• _BRIEF_
Render the following lines as a JSON list of strings, with one string per line and blank lines omitted. Leave the pictures out of the result.
________________________________________
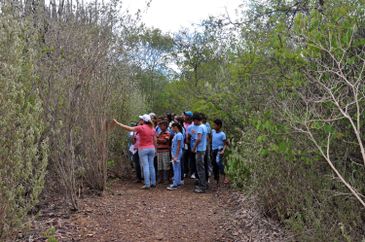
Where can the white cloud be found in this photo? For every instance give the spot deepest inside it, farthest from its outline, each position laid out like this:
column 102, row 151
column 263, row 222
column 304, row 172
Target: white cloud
column 171, row 15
________________________________________
• _THE SOLUTION_
[
  "Where can the white cloud be found in this photo? For every instance give the spot deepest inside it, farthest from its outline, each position laid out like this:",
  "column 102, row 151",
  "column 263, row 222",
  "column 304, row 172",
  "Target: white cloud",
  "column 171, row 15"
]